> Zu erledigen:
A) Gib aus dem Text über Dortmund und Bayern den Teil zwischen "Stattdessen blühen Fantasien." und "hinter diesen Hispanismus." wortgetreu wieder, beide Stellen eingeschlossen.
B) Führe den Text über den Zweikampf zwischen Dortmund und Bayern im Anschluss an seinen letzten Satz fort.

Stattdessen blühen Fantasien. Die Menschen träumen von Freude ohne Ende und sehen schon einen dauerhaften Zweikampf zwischen Dortmund und Bayern um die Spitze des Fußballs in Deutschland. Wie in Spanien könnte es werden. Für den Klub aus München ist in diesen Träumen die Rolle als das deutsche Real Madrid reserviert, die Borussen sollen, auch weil sie sich zu Recht moderner fühlen, zum FC Barcelona aus dem Pott werden. Das Finale vom Samstag, in dem der BVB den FCB gedemütigt hat, war vor dem Spiel als deutscher El Clásico bezeichnet worden. Wunschdenken steht hinter diesen Hispanismus.

> Die Daten:
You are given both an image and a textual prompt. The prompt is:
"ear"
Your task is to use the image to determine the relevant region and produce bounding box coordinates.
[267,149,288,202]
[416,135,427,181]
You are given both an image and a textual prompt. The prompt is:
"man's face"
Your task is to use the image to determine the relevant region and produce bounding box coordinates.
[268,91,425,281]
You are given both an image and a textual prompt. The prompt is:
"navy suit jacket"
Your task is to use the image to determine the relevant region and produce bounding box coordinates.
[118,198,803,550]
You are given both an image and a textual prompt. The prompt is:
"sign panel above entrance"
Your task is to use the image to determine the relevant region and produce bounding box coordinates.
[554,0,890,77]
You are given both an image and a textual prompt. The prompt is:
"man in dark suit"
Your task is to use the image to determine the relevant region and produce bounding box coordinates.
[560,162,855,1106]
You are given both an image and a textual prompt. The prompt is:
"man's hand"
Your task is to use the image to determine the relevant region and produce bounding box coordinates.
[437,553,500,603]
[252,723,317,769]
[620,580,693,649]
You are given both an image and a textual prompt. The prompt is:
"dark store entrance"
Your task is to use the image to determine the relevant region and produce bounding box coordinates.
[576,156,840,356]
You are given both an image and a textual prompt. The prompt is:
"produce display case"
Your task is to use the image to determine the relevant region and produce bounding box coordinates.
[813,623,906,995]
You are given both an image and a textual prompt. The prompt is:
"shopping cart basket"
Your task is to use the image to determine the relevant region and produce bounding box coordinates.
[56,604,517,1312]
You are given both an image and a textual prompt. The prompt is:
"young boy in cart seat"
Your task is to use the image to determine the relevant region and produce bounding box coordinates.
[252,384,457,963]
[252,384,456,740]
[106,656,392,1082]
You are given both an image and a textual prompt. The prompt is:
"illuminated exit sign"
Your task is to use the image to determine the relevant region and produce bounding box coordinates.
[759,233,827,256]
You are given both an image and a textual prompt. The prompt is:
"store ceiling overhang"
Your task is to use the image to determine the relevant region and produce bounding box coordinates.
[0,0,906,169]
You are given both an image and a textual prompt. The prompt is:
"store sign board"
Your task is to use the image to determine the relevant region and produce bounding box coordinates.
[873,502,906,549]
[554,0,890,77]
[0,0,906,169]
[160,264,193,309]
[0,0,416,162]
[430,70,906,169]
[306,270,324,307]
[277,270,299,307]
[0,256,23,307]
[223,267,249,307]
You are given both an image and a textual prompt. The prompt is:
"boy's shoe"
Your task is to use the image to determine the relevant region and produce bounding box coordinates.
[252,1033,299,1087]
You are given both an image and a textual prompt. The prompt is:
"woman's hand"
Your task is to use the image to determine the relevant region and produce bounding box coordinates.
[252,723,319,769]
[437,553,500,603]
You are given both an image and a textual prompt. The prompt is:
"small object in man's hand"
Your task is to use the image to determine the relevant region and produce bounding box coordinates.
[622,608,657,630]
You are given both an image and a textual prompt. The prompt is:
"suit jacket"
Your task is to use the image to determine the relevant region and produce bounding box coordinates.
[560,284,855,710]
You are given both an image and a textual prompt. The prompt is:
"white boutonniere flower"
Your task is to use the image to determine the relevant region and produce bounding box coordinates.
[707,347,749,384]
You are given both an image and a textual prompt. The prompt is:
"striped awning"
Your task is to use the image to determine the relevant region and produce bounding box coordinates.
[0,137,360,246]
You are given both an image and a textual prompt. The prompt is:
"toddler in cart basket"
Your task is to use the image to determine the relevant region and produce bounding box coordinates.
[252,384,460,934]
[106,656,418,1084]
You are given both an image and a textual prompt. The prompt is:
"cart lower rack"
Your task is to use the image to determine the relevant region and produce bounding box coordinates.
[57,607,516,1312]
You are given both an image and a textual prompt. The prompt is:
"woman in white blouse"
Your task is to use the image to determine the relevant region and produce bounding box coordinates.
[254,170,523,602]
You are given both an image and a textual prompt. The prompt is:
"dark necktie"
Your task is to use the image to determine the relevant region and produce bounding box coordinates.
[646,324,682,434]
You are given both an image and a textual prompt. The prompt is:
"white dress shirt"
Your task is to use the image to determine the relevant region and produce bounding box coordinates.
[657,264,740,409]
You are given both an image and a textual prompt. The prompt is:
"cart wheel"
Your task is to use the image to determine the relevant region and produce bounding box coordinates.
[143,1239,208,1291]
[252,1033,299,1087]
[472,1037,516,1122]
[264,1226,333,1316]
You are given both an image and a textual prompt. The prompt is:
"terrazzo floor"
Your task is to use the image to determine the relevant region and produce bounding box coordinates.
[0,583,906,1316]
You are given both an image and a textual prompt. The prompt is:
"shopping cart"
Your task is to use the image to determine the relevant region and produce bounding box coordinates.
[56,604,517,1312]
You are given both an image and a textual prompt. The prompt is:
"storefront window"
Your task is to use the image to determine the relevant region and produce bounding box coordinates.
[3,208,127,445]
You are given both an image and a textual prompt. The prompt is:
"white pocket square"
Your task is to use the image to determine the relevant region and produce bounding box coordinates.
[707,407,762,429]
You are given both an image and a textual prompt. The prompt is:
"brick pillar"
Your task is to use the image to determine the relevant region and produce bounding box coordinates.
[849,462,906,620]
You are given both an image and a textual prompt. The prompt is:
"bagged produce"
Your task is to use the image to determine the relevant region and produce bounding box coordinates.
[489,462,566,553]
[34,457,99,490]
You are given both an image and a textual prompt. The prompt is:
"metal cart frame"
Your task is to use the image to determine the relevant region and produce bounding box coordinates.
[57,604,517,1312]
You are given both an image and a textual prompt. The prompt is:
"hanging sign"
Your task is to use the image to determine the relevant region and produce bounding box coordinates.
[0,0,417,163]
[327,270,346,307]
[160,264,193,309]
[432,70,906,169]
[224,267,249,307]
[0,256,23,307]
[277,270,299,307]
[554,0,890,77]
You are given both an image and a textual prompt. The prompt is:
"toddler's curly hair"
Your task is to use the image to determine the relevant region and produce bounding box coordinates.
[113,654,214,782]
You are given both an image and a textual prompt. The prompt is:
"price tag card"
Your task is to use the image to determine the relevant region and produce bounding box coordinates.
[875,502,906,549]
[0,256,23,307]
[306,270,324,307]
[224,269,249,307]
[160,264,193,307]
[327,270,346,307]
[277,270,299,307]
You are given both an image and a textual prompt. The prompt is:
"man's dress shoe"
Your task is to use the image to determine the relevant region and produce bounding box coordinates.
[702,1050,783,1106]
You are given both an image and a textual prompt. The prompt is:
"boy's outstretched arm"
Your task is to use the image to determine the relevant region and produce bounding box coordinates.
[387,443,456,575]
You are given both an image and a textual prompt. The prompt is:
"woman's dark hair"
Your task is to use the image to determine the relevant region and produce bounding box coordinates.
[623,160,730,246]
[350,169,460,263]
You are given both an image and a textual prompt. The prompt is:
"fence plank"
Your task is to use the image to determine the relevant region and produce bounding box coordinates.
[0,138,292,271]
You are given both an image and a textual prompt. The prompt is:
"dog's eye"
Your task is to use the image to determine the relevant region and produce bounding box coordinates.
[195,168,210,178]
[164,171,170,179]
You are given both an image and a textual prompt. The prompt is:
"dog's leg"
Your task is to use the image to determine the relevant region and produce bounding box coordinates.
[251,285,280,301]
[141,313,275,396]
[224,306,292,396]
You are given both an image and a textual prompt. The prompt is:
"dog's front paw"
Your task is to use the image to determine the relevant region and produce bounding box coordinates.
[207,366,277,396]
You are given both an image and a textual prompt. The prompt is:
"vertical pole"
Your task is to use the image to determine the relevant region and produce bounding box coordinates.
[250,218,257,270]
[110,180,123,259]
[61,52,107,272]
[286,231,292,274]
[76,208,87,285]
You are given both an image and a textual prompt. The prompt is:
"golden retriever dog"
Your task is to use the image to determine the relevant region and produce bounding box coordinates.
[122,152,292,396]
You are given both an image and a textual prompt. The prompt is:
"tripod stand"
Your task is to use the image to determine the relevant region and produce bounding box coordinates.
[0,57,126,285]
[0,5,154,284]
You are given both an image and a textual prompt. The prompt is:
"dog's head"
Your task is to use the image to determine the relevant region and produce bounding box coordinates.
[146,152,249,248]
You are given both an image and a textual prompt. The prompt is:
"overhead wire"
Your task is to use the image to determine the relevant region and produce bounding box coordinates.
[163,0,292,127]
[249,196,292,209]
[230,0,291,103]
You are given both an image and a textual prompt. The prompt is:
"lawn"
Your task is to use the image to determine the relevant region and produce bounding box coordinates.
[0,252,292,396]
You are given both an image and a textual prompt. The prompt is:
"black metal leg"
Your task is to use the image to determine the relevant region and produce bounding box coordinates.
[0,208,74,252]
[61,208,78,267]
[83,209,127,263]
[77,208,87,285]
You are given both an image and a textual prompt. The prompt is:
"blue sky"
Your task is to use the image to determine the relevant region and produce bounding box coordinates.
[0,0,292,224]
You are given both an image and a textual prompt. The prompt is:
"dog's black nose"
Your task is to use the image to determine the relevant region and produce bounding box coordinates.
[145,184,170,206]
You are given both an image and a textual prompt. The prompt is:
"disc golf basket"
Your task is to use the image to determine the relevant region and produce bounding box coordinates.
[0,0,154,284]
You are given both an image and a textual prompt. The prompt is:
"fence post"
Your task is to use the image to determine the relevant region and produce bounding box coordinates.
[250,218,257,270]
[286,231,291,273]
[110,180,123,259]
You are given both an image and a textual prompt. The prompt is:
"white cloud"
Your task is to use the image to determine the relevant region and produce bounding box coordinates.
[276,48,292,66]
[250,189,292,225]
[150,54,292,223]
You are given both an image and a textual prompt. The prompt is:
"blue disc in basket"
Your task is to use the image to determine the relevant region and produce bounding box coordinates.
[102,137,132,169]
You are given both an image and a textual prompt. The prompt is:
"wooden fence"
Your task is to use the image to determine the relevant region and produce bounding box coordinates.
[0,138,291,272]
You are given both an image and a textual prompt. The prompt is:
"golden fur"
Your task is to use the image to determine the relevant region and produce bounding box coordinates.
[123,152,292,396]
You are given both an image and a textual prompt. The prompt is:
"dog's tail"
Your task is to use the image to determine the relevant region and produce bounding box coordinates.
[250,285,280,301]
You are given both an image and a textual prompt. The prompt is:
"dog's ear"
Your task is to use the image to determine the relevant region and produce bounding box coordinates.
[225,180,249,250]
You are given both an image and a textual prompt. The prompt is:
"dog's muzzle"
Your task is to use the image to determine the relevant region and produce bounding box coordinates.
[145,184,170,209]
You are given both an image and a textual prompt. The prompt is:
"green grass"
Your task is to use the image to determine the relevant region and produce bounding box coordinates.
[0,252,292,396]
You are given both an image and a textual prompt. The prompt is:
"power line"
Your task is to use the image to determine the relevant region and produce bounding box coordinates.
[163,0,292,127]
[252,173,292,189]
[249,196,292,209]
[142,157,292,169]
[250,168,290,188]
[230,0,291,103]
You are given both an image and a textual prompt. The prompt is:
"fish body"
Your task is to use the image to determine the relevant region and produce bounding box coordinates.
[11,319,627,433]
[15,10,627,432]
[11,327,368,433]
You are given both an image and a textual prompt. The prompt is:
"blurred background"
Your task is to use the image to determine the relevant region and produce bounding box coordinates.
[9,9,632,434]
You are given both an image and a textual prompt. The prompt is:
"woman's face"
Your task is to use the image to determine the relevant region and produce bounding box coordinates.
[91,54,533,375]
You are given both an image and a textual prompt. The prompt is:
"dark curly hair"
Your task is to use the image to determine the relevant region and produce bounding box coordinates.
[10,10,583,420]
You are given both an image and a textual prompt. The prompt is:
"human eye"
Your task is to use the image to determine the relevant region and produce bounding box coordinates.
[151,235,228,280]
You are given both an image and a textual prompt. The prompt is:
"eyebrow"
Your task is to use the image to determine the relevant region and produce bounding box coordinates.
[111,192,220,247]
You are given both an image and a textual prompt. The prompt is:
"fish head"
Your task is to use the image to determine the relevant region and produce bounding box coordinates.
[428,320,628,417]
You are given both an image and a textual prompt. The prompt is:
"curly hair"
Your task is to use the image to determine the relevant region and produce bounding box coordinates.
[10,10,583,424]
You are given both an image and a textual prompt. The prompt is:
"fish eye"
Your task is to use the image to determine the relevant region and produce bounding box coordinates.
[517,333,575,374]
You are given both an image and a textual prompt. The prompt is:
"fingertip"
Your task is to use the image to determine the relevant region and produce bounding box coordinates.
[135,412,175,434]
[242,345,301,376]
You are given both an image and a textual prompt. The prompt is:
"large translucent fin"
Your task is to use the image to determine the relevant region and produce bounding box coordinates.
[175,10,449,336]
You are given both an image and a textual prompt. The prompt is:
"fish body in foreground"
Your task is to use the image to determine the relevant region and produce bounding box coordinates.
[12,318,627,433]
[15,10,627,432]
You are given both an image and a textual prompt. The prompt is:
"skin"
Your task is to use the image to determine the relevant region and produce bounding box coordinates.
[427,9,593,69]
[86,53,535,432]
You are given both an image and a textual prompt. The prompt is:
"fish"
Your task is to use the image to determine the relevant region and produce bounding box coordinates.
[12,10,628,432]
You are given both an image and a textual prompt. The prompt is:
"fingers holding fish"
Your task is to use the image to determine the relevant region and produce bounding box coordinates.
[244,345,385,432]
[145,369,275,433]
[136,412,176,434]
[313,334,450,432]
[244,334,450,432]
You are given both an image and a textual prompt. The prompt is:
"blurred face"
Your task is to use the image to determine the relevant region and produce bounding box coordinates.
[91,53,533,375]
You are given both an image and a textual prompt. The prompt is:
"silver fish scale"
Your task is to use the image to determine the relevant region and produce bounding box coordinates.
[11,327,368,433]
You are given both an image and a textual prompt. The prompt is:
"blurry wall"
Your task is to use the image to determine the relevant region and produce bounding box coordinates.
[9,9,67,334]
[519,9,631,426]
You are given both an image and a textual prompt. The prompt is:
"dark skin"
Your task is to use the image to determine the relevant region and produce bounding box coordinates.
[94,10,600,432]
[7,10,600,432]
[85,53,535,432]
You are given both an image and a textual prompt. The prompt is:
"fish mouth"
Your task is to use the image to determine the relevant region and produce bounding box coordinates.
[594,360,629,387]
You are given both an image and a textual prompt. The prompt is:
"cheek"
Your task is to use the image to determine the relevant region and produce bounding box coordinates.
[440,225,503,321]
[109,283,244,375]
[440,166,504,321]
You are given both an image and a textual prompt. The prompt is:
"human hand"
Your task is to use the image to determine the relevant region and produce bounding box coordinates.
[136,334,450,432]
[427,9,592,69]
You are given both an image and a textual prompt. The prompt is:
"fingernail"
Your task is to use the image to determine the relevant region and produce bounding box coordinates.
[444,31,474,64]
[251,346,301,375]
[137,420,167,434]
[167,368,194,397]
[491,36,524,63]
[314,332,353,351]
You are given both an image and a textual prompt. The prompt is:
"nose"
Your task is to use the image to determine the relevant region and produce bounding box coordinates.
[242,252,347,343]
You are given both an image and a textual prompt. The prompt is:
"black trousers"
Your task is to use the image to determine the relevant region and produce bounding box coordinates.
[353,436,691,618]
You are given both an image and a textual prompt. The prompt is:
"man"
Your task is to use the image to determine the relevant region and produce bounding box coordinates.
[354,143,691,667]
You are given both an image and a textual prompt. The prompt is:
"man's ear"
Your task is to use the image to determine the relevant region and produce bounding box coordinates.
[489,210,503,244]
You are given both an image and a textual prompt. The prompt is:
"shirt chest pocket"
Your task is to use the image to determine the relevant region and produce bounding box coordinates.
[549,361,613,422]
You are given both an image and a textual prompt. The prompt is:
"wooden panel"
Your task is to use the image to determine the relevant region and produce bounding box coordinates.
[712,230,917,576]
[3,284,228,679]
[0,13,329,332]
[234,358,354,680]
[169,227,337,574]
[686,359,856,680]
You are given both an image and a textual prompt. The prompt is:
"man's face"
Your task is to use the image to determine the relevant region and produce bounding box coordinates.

> Die Lösungen:
A)
Stattdessen blühen Fantasien. Die Menschen träumen von Freude ohne Ende und sehen schon einen dauerhaften Zweikampf zwischen Dortmund und Bayern um die Spitze des Fußballs in Deutschland. Wie in Spanien könnte es werden. Für den Klub aus München ist in diesen Träumen die Rolle als das deutsche Real Madrid reserviert, die Borussen sollen, auch weil sie sich zu Recht moderner fühlen, zum FC Barcelona aus dem Pott werden. Das Finale vom Samstag, in dem der BVB den FCB gedemütigt hat, war vor dem Spiel als deutscher El Clásico bezeichnet worden. Wunschdenken steht hinter diesen Hispanismus.

B)
Feiste SPD-Mannsbilder

Weil neben dem sportlichen Wettbewerb auch immer ein ökonomischer Wettstreit ausgetragen wird, ein Kampf um Sponsorenmillionen und Transferrechte, fühlen sich die Dortmunder – auch das zu Recht – als Underdog. Die FC Bayern AG, gepäppelt von den Anteilseignern Audi und Adidas, ist der börsennotierten Borussen-AG da noch meilenweit voraus. Doch es gibt den Glauben, dass sich das ändern könnte.

Den Glauben an Erneuerung, den hat auch Hannelore Kraft am Wahlabend ausgestrahlt. Auch wenn sie es nicht schaffen wird, an den feisten SPD-Mannsbildern vorbeizuziehen, ist das Wort Kanzlerkandidatin erstaunlich oft gefallen an diesem Wahlsonntag. Plötzlich muss Angela Merkel um den Titel als stärkste Frau der Republik bangen.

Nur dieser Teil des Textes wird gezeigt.